> DETALHES DO EXERCÍCIO
Por favor, reescreva integralmente todas as entradas abaixo, somando 88 a cada coordenada x e y das respostas. Deixe as imagens de fora.

> ENTRADAS EXTRAÍDAS
--------------------

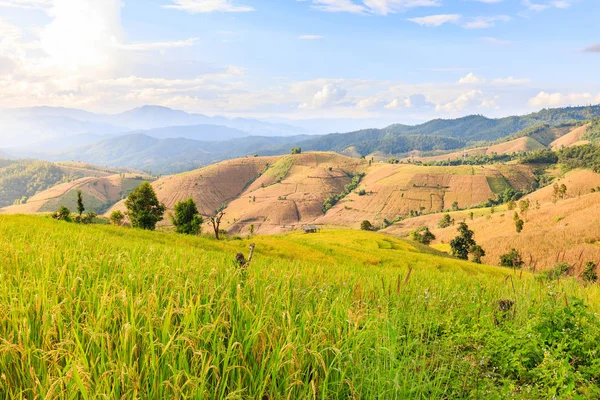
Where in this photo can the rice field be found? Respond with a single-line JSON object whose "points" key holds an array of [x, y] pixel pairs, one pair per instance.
{"points": [[92, 312]]}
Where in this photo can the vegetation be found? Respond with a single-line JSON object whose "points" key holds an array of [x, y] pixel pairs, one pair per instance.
{"points": [[333, 199], [464, 243], [99, 312], [186, 218], [117, 217], [446, 221], [512, 259], [21, 179], [143, 208], [366, 226], [423, 235]]}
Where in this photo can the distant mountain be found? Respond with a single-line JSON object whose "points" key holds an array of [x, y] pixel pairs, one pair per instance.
{"points": [[39, 125], [150, 117], [208, 133], [171, 155]]}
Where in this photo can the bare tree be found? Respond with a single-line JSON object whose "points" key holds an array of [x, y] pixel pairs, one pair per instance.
{"points": [[215, 220]]}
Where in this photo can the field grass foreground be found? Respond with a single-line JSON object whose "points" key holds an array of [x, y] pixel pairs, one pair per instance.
{"points": [[106, 312]]}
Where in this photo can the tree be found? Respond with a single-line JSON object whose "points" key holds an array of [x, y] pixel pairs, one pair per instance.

--------------------

> PROBLEMA RESOLVIDO
Where in this photo can the rice field be found? Respond with a single-line JSON object whose "points" key holds an array of [x, y] pixel pairs, one pair per instance.
{"points": [[180, 400]]}
Where in this photo can the vegetation be found? Respond with a single-line JSON object whose "points" key holds an array of [x, y] pixel pairs, one pair per instance.
{"points": [[421, 287], [552, 331], [187, 400], [274, 306], [205, 305], [534, 309], [600, 347], [109, 267], [231, 296], [454, 314], [511, 323]]}
Where in this photo can the distant mountain be found? Respond with a single-line JSON object whose "points" key holds an array of [x, y] pixel pairs, one pair per instance.
{"points": [[127, 213], [238, 205], [296, 221], [259, 243]]}
Where in this photo can the bare tree be found? Respond with a single-line JSON object whose "points" key holds an array of [x, y] pixel pairs, one pair per instance.
{"points": [[303, 308]]}
Where in this photo can the field grass foreground be found? Respond with a single-line JSON object whose "points" key holds an array of [x, y] pixel pairs, one pair per instance.
{"points": [[194, 400]]}
Where in this photo can the tree be found? Respond with a single-line JSON object whose "points" key holds an array of [x, y] pixel pairs, one pair per instance.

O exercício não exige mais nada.